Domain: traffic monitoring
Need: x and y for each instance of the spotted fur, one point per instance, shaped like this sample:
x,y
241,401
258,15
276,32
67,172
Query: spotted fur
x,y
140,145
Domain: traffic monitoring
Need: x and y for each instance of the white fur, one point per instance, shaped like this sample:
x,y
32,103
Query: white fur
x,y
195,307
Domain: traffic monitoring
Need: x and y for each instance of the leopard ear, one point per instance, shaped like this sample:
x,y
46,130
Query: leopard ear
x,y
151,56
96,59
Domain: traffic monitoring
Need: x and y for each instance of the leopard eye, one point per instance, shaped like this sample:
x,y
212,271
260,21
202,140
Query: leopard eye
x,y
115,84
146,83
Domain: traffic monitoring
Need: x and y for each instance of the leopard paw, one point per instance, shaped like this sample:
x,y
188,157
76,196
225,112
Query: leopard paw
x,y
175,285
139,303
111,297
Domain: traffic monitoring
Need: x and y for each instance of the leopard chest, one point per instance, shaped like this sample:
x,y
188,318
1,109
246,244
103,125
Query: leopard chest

● ● ● ● ● ● ●

» **WHAT THE TASK REQUIRES**: Copy all of the entries above verbatim, line for line, without changing any character.

» **THE RESPONSE**:
Domain: traffic monitoring
Need: x and y for each instance of the spotted fur, one point per instance, shaped like this sample:
x,y
241,401
258,15
276,32
67,172
Query: spotted fur
x,y
140,145
Domain: traffic monitoring
Need: x and y for each instance of the white fur, one point per instance, shaped like this sample:
x,y
32,103
Query: white fur
x,y
195,307
Domain: traffic monitoring
Need: x and y for each instance of the leopard ear, one point per instance, shaped like this sample:
x,y
46,130
Query: leopard ear
x,y
151,56
96,59
Domain: traffic monitoring
Need: x and y for each instance of the leopard eye, one point per instance, shaped like this sample:
x,y
212,271
260,21
202,140
Query: leopard eye
x,y
115,84
146,83
Domain: traffic monitoring
Need: x and y for each instance of the leopard paw, one point per instance, shaped like this sample:
x,y
188,157
76,196
225,112
Query: leopard paw
x,y
175,285
139,303
111,297
Domain: traffic monitoring
Need: x and y for each instance of the leopard chest, one point per instance, shaped like this sample:
x,y
188,318
1,109
246,244
103,125
Query: leopard chest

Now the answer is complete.